### LE PROBLÈME
Traduisez en anglais cette phrase du texte consacré à Olga : « C'est l'histoire d'une femme, d'un amour, d'un pays. »

### TEXTE FOURNI

Née à la fin du XIXème siècle dans une ville de Silésie, Olga n'est encore qu'une petite fille quand ses parents meurent du typhus. Elle est alors recueillie par sa grand-mère qui l'emmène dans son village de Poméranie. Cette enfant éveillée et curieuse, animée d'une intarissable soif d'apprendre n'est pas au goût de son aïeule et son refus obstiné de se faire appeler Helga -Olga étant jugé trop slave- marque le début d'une vie commune faite de mésentente et de conflits larvés. Mais Olga ne se laisse pas démoraliser par ce foyer sans amour et c'est à l'école qu'elle s'épanouit malgré les obstacles que dressent sur la route du savoir l'instituteur et le pasteur. Olga est déterminée à étudier et à devenir institutrice. L'amour, elle le découvre dans les yeux puis dans les bras de son meilleur ami, Herbert. Elle n'est qu'une fille du village parmi les autres, une pauvresse orpheline, lui est l'héritier de la plus riche famille du village, des propriétaires terriens à la tête d'un empire sucrier. Ces deux-là s'aiment envers et contre tout. Olga qui rêve d'enseigner et Herbert qui ne pense qu'à parcourir le monde, à le conquérir au nom de la grande Allemagne. Cet amour jugé impossible par tous survivra aux temps, aux guerres et même à la mort. Toute sa vie, Olga sera la femme d'un seul homme…

C'est l'histoire d'une femme, d'un amour, d'un pays.
Olga, que l'on découvre se tenant à peine debout sur ses deux jambes et que l'on quitte nonagénaire morte héroïquement, est l'une de ses femmes de papier qui marque profondément un lecteur.

### INFORMATIONS EXTRAITES
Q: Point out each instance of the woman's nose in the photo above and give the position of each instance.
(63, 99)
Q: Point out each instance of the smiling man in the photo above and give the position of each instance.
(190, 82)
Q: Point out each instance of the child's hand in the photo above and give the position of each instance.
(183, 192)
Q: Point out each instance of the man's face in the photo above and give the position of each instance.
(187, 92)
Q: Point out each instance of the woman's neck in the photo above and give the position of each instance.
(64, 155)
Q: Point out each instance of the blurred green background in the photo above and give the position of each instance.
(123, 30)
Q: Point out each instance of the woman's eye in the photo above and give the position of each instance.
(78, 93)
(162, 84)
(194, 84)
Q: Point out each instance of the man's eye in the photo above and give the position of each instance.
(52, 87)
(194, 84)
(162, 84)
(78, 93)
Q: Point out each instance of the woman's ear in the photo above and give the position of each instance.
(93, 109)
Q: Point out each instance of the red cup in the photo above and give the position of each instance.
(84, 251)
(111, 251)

### RÉSULTAT CI-DESSOUS
It is the story of a woman, of a love, of a country.